- [TO-DO LIST]:
A. Condense the part of the Python packaging slides below that begins "Start by making a directory for your distribution" into two or three sentences, keeping its main points.
B. Carry on the Python packaging slides below from their last line, in the same style.

Other Python packaging projects

  • d2to1
  • Bento
  • numpy.distutils
  • (Anything I’m forgetting that people use…?)
  • All of the above are still based around or at least compatible with setuptools and the user interface presented by ./setup.py command

22 of 63

Summary

  • Python build / packaging
    • Use setuptools
  • Python distribution installers
    • Use pip, except when installing from source code repository/developing
      • Even then, using pip isn’t a bad idea—won’t do egg install

23 of 63

How to

  • In Python, “packaging” mostly means putting your code in a directory, and putting a (working) setup.py script at the root of that directory
  • Useful for:
    • Single Python modules
    • Singe Python packages
    • Stand-alone executable scripts
    • Combinations of all of the above

24 of 63

How to (cont.)

  • When putting code together in a distribution, it is also good to include
    • A license
    • A readme file
    • Possibly a changelog or other history
    • Documentation
    • Tests
    • Sometimes copies of third-party software—”vendoring”

25 of 63

Start by making a directory for your distribution

  • Yes, even if it’s a single Python module, because we’re going to add a setup.py, so now there will be two files that need to be grouped together
  • Even if you just have a bunch of one-off scripts, group them into a single directory and make a single setup.py for all of them (a la astropy-tools)
  • May want to make into a VCS repo one day

26 of 63

Make a directory

  • $ mkdir ~/name-of-your-project
  • $ cd ~/name-of-your-project

27 of 63

Make an empty setup.py in the directory, set it executable

  • $ touch setup.py
  • $ chmod +x setup.py
    • Makes it clear that this a script, not an importable module
    • Convenient—allows `./setup.py`

28 of 63

Bare minimum setup.py

  • Open setup.py in your favorite editor and add:

#!/usr/bin/env python

from setuptools import setup

setup()

29 of 63

Try it out

  • setup() is like the main() function for our setup.py script—since we import it from setuptools it comes with most of the functionality we need already baked in:
  • Try
    • $ ./setup.py --help
    • $ ./setup.py --help-commands
    • $ ./setup.py --name
    • $ ./setup.py --version

30 of 63

First we need some actual code to install

  • Go to:
    • https://github.com/embray/pyastro-packaging-tutorial
    • Grab simcluster.py
      • Make sure to use the “Raw” download
      • Place this in the directory you made for this project

31 of 63

Let’s add some bare minimum metadata to our setup

  • Metadata about our project / distribution is provided as arguments to the setup()
  • Most arguments are optional, and only show up as information PyPI (the Python Package Index née “The Cheese Shop”)

32 of 63

Essential metadata

  • name: The name of your project—this is what people will use when they type `pip install your-project`
    • Often the same as the name of the Python package/module included in this distribution, (ex: astropy)
    • Doesn’t have to be though
  • version: So that users (including yourself) can be sure you’re installing the right version

33 of 63

Go ahead and put a name and version in your setup.py

  • Edit the setup.py and change it to read:

#!/usr/bin/env python

from setuptools import setup

setup(

name=‘MakeUpAUniqueName’,

version=‘0.1’

)

34 of 63

Now try

  • $ ./setup.py --name
  • $ ./setup.py --version
  • Now setuptools will know, for example, how to name a source tarball for your project, and what to register it under on PyPI, among other things

35 of 63

Other metadata

  • There’s a bunch of other metadata we can add to our distributions—most of it is optional and will only show up on PyPI; examples include
    • Author
    • Author contact (e-mail address)

- [RAW DATA]:
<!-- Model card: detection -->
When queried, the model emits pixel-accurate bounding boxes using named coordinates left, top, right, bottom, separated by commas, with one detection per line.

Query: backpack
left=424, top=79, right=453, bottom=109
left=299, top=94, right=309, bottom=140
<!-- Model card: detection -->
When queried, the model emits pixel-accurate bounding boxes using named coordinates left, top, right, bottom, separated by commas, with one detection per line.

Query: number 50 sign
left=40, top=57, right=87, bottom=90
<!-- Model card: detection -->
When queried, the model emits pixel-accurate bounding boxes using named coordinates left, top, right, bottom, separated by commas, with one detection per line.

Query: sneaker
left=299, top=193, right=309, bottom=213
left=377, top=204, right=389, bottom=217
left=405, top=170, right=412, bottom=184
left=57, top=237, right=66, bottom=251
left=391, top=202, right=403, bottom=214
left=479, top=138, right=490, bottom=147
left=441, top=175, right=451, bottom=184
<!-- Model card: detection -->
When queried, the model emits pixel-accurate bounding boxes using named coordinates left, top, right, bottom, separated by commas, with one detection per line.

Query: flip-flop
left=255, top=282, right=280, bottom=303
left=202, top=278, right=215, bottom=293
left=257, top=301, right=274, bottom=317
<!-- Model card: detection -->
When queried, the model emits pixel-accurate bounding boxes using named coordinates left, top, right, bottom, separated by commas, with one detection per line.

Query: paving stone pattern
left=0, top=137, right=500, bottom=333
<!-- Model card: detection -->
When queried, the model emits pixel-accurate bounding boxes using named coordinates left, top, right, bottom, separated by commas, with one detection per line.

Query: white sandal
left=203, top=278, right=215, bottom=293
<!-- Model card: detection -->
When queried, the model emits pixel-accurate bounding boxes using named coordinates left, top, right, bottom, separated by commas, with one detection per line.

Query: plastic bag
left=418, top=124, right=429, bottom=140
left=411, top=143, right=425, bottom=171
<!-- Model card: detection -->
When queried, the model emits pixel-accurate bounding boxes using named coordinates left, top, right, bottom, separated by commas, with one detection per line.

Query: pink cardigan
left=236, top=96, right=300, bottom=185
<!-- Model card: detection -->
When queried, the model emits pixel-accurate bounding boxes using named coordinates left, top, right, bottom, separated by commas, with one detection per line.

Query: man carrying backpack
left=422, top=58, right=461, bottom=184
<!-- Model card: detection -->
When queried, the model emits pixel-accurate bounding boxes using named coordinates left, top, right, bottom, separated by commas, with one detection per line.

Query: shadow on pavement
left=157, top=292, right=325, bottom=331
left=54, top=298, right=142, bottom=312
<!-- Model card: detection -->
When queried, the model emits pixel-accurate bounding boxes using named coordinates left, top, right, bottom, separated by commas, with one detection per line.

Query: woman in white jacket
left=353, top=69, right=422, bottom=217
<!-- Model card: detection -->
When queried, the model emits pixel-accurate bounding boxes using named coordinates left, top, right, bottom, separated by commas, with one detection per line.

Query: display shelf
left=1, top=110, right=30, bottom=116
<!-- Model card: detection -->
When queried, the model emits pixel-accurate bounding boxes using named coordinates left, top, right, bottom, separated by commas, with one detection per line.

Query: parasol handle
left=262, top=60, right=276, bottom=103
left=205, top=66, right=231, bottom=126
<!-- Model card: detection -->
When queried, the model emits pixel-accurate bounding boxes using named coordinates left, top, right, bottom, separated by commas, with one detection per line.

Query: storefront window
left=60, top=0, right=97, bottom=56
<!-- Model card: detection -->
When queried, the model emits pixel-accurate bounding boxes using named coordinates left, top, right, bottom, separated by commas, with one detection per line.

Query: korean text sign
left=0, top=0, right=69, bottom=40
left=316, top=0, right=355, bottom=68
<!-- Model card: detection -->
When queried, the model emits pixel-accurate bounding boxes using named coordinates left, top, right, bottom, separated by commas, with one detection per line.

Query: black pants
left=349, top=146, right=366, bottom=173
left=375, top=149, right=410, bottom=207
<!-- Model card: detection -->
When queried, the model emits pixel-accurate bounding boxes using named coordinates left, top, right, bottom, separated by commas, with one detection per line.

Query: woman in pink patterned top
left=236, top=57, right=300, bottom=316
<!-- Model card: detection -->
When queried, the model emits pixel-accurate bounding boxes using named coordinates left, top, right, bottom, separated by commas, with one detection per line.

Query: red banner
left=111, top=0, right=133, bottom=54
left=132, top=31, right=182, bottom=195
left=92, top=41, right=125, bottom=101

- [RESPONSES PER TASK]:
A. Give your distribution its own directory even if it is a single Python module, because adding a setup.py means two files must be grouped together. Gather a set of one-off scripts into one directory with a single setup.py for all of them, as astropy-tools does. That directory may also become a VCS repository someday.

B.
    • License
    • Description
    • “Classifiers”
  • See distutils docs for more

36 of 63

Now tell setup() what actual code is part of our distribution

  • setuptools does not automatically assume any Python files it finds in this directory are a part of your project that should be installed; we need to explicitly tell it what code is important
    • We can list individual Python modules that are part of our distribution
    • Or we can list entire packages
    • Also scripts (we’ll get to this)
    • Non-code data files (probably not today)

37 of 63

Adding single modules

  • When distributing single Python modules, pass setup():

py_modules=[

‘name_of_module’,

‘another_module’

]

# without the .py

38 of 63

Adding packages

  • For adding one or more Python packages (directories containing multiple modules and __init__.py):

packages=[‘name_of_package’]

  • Convenience:

from setuptools import find_packages

setup(…

packages=find_packages()

)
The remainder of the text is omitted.